> _INSTRUCTION_
Copy word for word the part of the data that opens with the line containing "Bet you can't find woman with" and closes with the line containing "[0,0,600,389]", including both of those lines.

> _THE INPUT_
╭──

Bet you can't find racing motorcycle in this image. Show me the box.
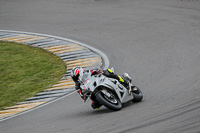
[79,68,143,111]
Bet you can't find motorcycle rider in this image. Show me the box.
[71,66,131,110]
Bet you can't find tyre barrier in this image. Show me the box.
[0,30,109,121]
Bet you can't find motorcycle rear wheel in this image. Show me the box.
[132,86,143,103]
[96,89,122,111]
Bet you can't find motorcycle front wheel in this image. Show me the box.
[96,89,122,111]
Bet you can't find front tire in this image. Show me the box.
[96,89,122,111]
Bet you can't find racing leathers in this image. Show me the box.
[72,68,131,110]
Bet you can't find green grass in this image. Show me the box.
[0,41,66,110]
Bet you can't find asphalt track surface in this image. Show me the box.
[0,0,200,133]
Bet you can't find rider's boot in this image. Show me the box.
[91,101,102,110]
[122,73,133,95]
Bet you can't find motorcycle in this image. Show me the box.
[79,68,143,111]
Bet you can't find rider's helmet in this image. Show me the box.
[71,66,83,81]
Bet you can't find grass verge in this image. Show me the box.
[0,41,66,110]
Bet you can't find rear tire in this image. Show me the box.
[96,89,122,111]
[132,86,143,103]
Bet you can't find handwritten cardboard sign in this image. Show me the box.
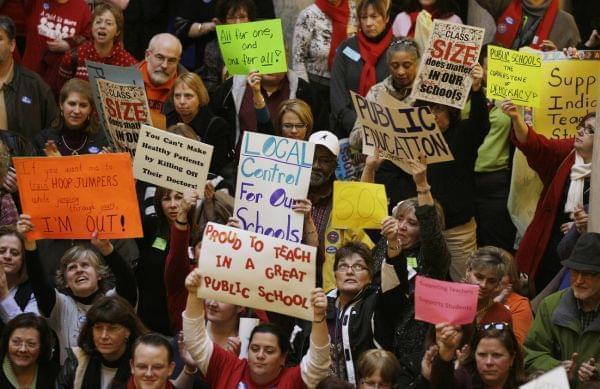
[331,181,387,229]
[133,124,213,193]
[96,78,152,156]
[13,153,143,239]
[412,19,485,109]
[415,276,479,325]
[234,131,315,243]
[350,91,454,163]
[198,222,317,321]
[486,46,542,107]
[519,366,571,389]
[533,54,600,139]
[217,19,288,74]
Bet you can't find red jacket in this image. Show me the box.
[165,223,194,334]
[511,127,575,279]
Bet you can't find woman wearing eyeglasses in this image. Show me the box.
[430,323,525,389]
[363,160,450,387]
[292,236,408,384]
[56,296,148,389]
[502,100,596,291]
[0,313,58,389]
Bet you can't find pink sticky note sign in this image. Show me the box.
[415,276,479,325]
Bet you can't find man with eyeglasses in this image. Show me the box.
[138,33,185,129]
[524,232,600,388]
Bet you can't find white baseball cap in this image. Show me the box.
[308,131,340,157]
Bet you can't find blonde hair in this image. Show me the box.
[275,99,314,140]
[56,245,110,290]
[170,72,210,107]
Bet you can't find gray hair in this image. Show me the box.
[148,32,183,56]
[385,38,421,63]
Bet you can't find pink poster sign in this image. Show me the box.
[415,276,479,325]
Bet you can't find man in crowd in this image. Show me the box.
[0,15,58,142]
[308,131,373,291]
[524,232,600,387]
[138,33,185,129]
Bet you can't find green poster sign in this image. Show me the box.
[217,19,287,74]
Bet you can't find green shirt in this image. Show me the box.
[461,95,512,173]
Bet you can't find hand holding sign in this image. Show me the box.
[435,323,462,362]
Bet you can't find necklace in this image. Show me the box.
[60,135,87,155]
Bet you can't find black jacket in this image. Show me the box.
[291,256,408,383]
[4,63,58,142]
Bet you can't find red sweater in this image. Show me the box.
[206,344,306,389]
[23,0,92,85]
[511,127,575,279]
[165,224,194,334]
[55,41,137,93]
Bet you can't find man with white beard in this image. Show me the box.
[308,131,373,291]
[138,33,185,129]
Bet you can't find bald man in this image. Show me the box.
[138,33,185,129]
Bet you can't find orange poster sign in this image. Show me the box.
[13,153,143,239]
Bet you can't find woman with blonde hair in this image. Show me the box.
[166,72,234,174]
[33,78,108,156]
[358,349,402,389]
[17,214,137,363]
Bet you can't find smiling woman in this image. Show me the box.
[0,313,58,389]
[57,296,148,389]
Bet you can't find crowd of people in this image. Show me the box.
[0,0,600,389]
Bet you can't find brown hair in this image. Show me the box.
[92,3,125,43]
[333,241,375,275]
[169,72,210,107]
[392,197,446,231]
[467,246,506,281]
[356,0,391,18]
[77,295,148,355]
[52,78,98,134]
[275,99,314,140]
[357,349,402,384]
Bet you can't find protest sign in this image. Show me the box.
[412,19,485,109]
[331,181,387,229]
[519,365,571,389]
[486,46,542,107]
[335,138,365,181]
[217,19,288,74]
[133,125,213,194]
[13,153,143,239]
[234,131,315,243]
[96,78,152,155]
[198,222,317,321]
[533,54,600,139]
[415,276,479,325]
[350,91,454,163]
[85,60,151,150]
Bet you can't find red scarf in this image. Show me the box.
[315,0,350,69]
[127,376,175,389]
[495,0,558,49]
[357,27,392,96]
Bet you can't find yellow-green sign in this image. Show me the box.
[217,19,287,74]
[486,46,542,107]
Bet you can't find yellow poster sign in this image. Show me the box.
[331,181,387,229]
[533,59,600,139]
[486,46,542,107]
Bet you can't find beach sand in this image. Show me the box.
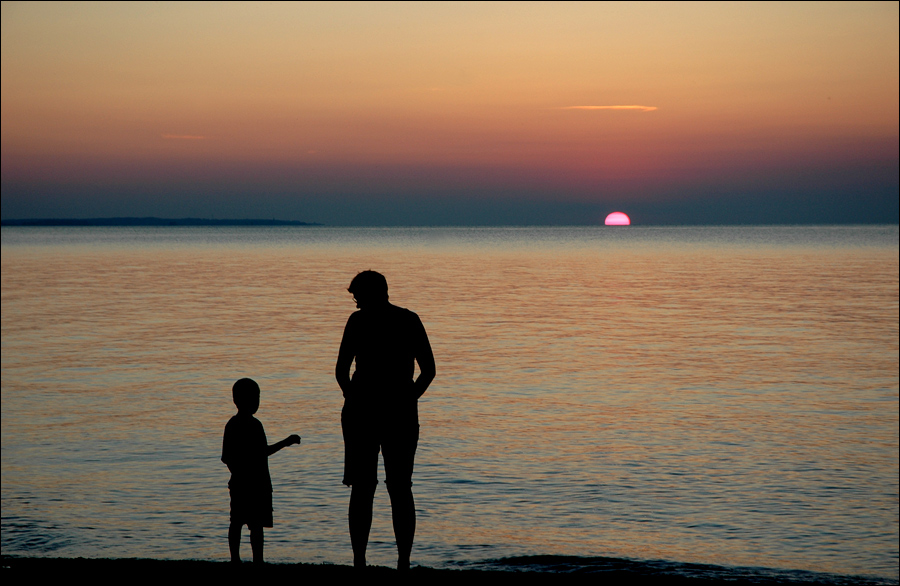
[2,556,889,586]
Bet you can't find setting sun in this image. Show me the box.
[604,212,631,226]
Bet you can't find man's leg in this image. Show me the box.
[228,521,243,564]
[341,413,379,568]
[348,483,375,568]
[250,525,266,566]
[382,425,419,571]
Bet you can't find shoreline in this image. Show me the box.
[0,554,898,586]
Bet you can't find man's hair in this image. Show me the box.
[231,378,259,409]
[347,271,388,300]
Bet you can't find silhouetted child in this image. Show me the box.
[222,378,300,564]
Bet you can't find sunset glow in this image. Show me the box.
[563,106,657,112]
[0,2,900,225]
[604,212,631,226]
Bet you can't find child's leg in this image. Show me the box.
[228,521,244,564]
[250,525,265,564]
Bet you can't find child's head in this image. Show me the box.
[231,378,259,415]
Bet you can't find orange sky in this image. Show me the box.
[2,2,900,221]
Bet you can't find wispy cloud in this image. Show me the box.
[160,134,206,140]
[560,105,656,112]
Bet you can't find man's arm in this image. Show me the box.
[413,319,436,399]
[334,315,354,397]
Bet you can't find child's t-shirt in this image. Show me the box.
[222,413,272,494]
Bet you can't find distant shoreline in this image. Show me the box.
[0,218,322,227]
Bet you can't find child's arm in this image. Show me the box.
[266,434,300,456]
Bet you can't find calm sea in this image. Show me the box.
[2,226,900,581]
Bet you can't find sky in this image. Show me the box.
[0,2,900,225]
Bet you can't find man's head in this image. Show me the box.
[347,271,388,309]
[231,378,259,415]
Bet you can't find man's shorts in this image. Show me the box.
[341,407,419,488]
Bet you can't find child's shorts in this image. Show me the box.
[228,488,272,527]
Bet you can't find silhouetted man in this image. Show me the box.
[335,271,435,570]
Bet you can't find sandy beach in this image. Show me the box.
[2,555,896,586]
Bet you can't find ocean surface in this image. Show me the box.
[0,226,900,583]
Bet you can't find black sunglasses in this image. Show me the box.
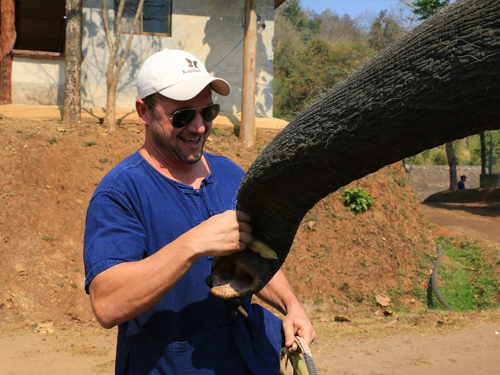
[169,104,220,129]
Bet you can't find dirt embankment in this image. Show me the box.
[0,119,500,374]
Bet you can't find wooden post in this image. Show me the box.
[239,0,257,147]
[0,0,16,104]
[63,0,82,125]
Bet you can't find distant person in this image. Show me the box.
[457,176,467,190]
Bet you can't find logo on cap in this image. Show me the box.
[182,58,200,74]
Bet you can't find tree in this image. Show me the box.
[63,0,82,124]
[403,0,458,190]
[370,10,403,51]
[102,0,144,133]
[412,0,450,20]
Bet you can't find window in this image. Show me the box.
[115,0,171,36]
[14,0,66,54]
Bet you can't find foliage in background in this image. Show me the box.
[342,187,375,214]
[429,237,500,311]
[406,130,500,173]
[273,0,403,120]
[412,0,450,20]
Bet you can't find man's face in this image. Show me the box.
[148,86,213,164]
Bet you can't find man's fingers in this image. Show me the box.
[236,211,251,223]
[240,232,252,250]
[239,221,252,233]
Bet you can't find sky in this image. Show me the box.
[300,0,400,18]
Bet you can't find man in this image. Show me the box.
[457,176,467,190]
[84,50,316,374]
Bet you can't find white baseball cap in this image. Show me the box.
[137,49,231,101]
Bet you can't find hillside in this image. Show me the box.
[0,119,472,324]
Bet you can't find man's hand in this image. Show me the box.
[186,211,252,256]
[283,305,316,347]
[257,270,316,347]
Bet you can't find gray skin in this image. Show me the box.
[212,0,500,299]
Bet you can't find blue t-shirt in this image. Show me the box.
[84,152,256,374]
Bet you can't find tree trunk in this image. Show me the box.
[446,142,458,190]
[239,0,257,147]
[102,0,144,133]
[212,0,500,298]
[479,132,486,174]
[0,0,16,104]
[63,0,82,125]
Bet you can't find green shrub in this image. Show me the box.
[342,187,375,213]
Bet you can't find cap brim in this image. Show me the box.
[159,77,231,101]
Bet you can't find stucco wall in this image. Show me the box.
[12,57,65,105]
[13,0,274,117]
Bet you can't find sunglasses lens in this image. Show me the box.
[201,104,220,122]
[172,104,220,128]
[172,109,196,128]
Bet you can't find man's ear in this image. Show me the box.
[135,99,151,125]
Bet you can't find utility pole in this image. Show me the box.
[63,0,82,125]
[0,0,16,104]
[239,0,257,147]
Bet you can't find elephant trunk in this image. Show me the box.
[212,0,500,298]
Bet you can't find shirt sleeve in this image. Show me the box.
[83,192,146,293]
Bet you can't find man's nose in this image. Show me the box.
[188,110,206,133]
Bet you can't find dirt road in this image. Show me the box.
[421,202,500,246]
[0,204,500,375]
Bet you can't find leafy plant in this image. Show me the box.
[342,187,375,213]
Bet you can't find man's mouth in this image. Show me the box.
[180,136,201,146]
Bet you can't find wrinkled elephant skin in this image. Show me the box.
[208,0,500,298]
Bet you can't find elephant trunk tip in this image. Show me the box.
[210,251,265,300]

╰──

> _TASK SOLUTION_
Bet you can't find woman with blonde hair in this image. Show me the box.
[166,72,234,174]
[33,78,108,156]
[358,349,402,389]
[17,214,137,363]
Bet you can't find smiling woman in this image. Show me the box.
[0,313,58,389]
[57,296,148,389]
Bet you can't find crowd of people in this image. Show me the box.
[0,0,600,389]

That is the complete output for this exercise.